#### [TASK GOAL]
Change "dark pants" to "black trousers" in the records from the line containing "drawn like (493,594)." through the end of the records, inclusive. Reproduce those lines with no other changes.

#### [INPUT FOR THIS TASK]
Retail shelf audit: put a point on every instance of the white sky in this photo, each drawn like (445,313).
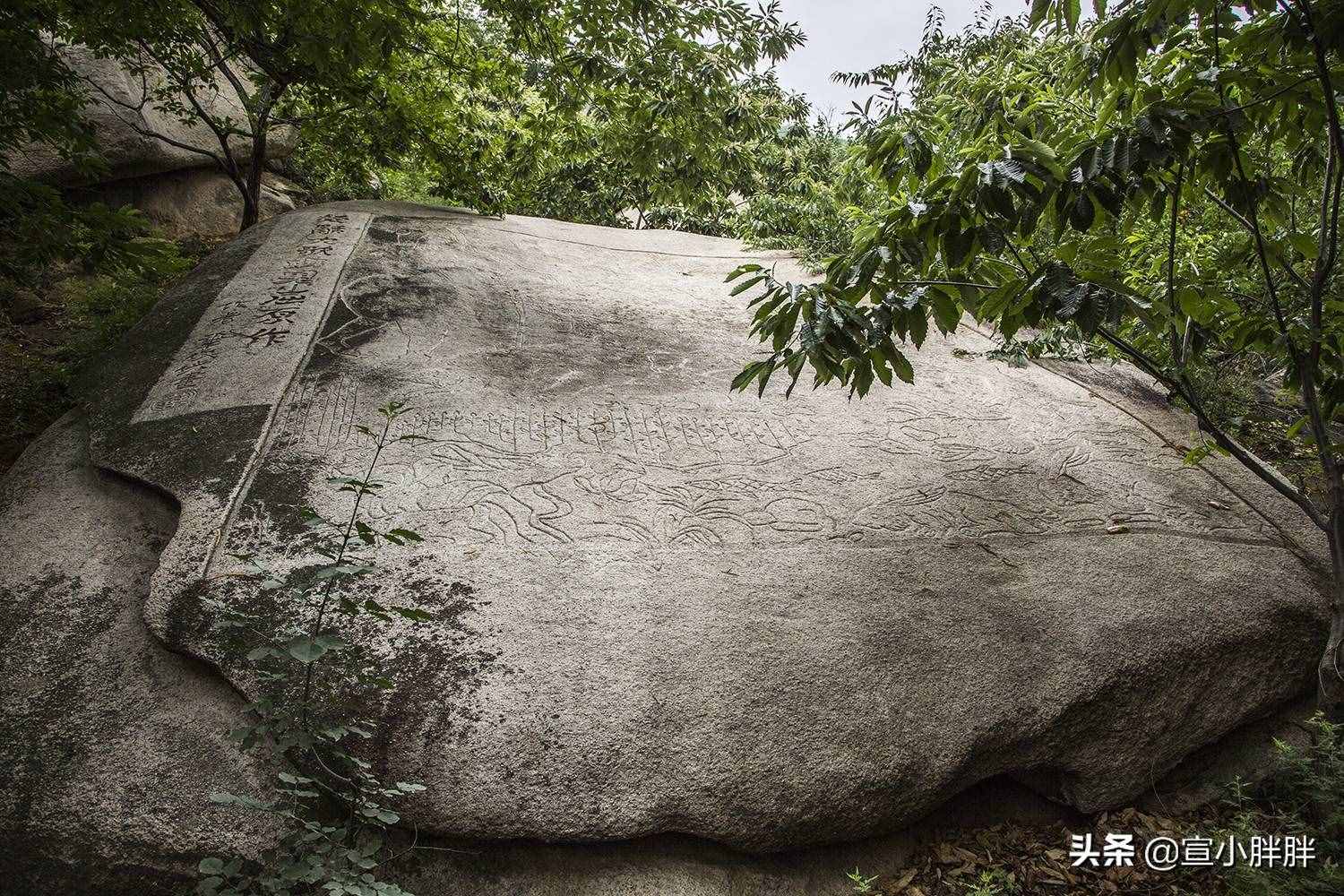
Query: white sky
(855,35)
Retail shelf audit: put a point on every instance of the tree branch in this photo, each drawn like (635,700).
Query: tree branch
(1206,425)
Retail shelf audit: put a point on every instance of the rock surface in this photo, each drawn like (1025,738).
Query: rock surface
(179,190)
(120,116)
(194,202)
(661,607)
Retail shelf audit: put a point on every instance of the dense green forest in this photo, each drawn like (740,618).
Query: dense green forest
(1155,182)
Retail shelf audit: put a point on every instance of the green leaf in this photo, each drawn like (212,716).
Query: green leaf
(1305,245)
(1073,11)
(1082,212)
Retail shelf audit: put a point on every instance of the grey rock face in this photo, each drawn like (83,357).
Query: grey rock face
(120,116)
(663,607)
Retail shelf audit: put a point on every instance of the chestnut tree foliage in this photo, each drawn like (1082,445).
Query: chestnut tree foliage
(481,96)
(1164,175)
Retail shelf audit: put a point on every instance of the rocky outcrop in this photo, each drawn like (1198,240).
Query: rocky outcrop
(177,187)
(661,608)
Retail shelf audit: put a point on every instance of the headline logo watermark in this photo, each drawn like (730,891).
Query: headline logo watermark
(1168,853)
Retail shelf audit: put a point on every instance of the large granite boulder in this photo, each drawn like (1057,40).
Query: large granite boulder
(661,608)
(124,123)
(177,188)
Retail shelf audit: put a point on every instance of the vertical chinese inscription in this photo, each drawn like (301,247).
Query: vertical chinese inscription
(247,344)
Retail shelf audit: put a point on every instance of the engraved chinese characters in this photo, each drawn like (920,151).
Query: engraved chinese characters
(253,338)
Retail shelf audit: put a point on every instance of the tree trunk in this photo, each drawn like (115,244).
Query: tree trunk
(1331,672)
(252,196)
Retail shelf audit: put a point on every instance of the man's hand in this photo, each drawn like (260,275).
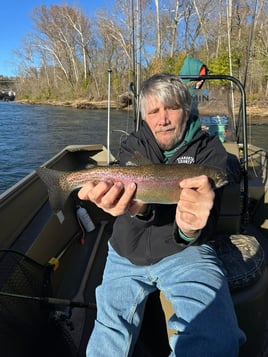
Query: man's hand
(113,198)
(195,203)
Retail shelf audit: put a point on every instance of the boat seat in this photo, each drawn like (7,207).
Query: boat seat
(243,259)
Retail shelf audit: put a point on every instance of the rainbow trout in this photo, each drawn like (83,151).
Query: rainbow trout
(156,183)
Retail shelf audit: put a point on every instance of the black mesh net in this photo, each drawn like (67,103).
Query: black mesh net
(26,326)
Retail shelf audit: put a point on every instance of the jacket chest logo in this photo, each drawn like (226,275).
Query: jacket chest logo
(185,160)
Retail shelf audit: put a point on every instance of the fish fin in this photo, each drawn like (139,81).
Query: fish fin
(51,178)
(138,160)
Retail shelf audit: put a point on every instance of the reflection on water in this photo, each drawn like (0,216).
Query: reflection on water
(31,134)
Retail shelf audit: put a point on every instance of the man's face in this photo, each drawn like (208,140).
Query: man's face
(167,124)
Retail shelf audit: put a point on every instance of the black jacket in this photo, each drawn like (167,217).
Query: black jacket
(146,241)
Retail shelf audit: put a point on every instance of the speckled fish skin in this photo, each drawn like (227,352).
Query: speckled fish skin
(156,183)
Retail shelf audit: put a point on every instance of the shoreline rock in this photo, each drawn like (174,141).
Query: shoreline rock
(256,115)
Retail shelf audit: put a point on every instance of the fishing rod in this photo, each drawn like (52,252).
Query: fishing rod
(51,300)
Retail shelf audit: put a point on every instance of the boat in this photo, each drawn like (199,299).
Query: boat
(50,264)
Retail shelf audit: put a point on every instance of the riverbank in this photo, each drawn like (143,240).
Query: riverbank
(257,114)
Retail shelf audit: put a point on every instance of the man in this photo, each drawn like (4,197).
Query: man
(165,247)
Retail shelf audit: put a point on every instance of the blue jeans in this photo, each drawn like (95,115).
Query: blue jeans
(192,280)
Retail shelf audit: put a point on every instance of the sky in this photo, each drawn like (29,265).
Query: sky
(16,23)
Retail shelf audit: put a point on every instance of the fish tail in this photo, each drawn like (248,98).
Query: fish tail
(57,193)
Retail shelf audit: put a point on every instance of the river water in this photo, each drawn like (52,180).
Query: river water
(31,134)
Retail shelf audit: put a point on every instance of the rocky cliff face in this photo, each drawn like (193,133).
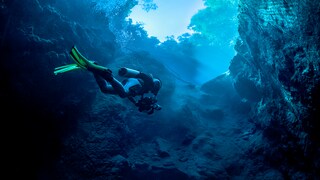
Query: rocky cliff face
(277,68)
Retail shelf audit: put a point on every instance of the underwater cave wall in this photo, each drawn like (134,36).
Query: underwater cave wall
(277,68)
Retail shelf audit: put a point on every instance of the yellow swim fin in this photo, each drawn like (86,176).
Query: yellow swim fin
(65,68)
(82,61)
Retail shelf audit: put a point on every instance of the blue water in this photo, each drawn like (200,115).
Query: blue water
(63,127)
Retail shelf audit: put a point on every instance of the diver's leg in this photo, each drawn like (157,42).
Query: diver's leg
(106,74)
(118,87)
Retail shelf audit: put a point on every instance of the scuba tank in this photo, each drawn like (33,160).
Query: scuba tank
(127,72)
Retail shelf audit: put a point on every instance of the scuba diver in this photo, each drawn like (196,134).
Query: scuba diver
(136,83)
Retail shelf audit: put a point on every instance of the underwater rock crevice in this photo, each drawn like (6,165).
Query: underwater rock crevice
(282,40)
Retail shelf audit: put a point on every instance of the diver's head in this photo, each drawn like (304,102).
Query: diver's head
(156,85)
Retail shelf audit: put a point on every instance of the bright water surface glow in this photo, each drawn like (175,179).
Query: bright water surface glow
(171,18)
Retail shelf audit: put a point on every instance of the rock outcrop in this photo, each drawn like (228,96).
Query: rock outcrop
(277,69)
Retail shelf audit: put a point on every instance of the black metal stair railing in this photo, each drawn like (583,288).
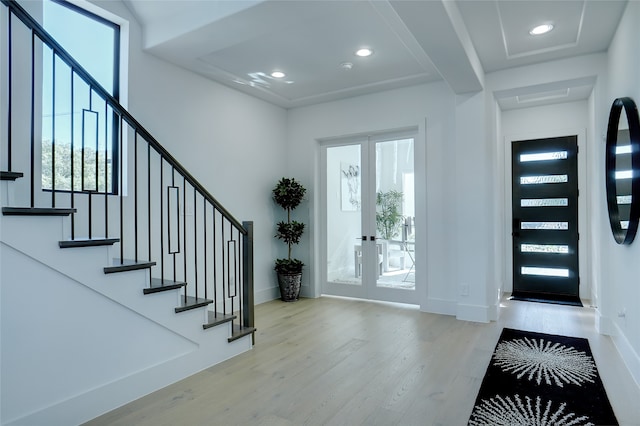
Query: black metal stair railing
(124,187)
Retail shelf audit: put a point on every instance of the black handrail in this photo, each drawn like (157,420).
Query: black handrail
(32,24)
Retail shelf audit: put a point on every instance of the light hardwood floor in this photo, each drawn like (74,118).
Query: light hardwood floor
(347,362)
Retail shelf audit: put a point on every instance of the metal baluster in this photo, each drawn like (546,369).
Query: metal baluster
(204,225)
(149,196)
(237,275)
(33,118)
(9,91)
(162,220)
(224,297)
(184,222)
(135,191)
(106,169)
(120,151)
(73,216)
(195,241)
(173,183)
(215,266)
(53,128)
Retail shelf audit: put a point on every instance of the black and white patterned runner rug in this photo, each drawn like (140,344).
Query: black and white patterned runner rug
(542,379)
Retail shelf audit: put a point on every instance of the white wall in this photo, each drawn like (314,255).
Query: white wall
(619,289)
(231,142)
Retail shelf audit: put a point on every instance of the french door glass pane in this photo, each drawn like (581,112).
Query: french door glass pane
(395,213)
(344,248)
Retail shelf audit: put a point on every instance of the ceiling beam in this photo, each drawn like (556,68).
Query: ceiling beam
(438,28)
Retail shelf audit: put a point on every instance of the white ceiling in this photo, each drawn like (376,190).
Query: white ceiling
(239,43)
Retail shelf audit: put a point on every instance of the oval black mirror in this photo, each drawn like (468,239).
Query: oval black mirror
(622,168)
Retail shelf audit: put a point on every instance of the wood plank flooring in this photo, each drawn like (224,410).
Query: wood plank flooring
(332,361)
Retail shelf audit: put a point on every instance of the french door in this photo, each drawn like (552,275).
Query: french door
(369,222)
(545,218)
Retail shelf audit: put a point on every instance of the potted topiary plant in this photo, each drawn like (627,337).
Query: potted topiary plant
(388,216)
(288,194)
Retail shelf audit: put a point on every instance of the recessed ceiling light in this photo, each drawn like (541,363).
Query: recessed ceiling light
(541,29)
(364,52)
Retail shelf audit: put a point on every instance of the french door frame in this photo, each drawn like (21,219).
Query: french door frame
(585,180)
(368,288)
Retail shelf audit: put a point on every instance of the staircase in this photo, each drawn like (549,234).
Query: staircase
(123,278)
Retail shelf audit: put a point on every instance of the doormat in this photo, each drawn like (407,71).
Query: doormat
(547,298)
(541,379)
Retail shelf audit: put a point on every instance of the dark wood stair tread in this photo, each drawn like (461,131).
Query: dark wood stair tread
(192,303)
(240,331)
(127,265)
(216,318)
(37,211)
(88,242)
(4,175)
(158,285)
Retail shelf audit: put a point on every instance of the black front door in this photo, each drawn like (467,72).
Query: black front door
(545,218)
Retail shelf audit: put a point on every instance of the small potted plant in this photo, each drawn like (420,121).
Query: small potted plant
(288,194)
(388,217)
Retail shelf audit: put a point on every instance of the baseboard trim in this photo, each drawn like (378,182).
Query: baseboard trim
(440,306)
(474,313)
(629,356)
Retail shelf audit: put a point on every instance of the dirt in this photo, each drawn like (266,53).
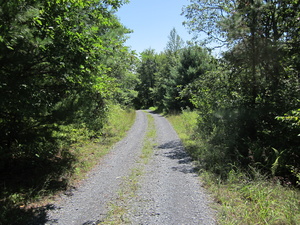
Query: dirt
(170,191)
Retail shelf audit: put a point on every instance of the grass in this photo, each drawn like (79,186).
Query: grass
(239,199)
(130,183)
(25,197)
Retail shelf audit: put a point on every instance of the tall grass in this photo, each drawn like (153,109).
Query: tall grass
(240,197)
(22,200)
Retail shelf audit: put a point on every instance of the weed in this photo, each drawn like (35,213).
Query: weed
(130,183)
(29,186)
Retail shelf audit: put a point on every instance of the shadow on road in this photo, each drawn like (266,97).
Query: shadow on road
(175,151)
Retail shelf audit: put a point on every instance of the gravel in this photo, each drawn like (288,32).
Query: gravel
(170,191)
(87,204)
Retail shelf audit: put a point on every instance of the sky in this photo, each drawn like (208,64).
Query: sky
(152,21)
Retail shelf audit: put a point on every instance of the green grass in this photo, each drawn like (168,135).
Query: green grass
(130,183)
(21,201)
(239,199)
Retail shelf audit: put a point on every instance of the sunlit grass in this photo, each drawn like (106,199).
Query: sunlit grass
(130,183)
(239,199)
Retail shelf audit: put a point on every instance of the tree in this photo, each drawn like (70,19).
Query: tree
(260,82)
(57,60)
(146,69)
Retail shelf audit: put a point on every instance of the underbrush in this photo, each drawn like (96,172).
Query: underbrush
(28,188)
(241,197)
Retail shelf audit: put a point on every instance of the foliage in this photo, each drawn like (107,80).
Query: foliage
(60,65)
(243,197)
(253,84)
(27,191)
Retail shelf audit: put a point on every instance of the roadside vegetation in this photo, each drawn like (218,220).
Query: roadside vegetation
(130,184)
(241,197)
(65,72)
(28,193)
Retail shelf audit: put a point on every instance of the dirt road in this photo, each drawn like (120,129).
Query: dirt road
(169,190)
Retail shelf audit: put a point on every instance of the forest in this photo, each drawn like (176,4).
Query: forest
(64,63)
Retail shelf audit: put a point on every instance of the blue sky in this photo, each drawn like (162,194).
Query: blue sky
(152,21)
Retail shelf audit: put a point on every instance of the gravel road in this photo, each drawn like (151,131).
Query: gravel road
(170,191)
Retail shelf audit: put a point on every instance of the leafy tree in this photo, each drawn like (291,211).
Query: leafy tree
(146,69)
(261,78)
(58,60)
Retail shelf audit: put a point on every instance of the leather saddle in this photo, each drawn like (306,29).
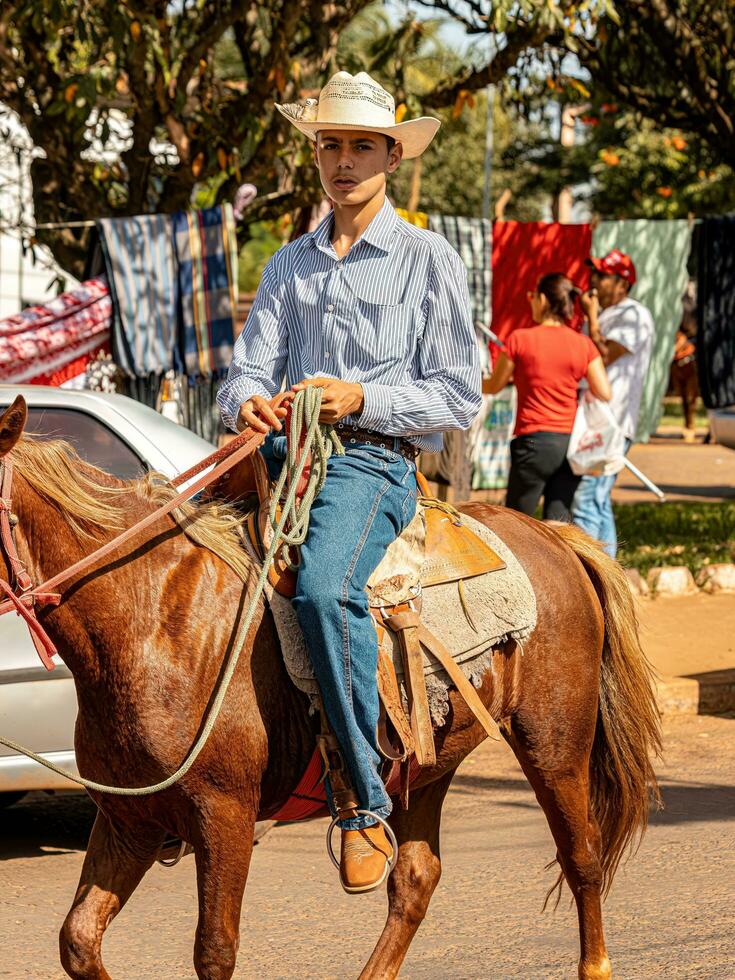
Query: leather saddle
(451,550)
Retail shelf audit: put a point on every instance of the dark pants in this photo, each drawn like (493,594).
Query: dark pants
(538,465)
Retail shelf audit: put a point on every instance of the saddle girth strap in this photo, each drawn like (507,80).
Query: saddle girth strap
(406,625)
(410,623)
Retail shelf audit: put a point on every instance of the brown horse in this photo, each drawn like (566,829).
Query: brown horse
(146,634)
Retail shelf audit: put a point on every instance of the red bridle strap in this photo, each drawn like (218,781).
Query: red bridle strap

#### [RESULT OF THIS EXERCISE]
Retail shelf audit: put a point on every instance of the black trousers in this photo, each drawn like (493,594).
Query: black trousers
(538,465)
Retail shelf audit: put a point on every instance of the saddle girth strap in this photo, each drawn like (507,80).
Query: saddle girth strap
(406,625)
(410,623)
Retail shelf audit: put a point on every instance of the brown horse in this photo, each drawn like (566,829).
Query: brown horse
(146,634)
Retail shelf audit: put a point on every instance of the red bridle strap in this photo, each drawn like (218,781).
Query: red bridle strap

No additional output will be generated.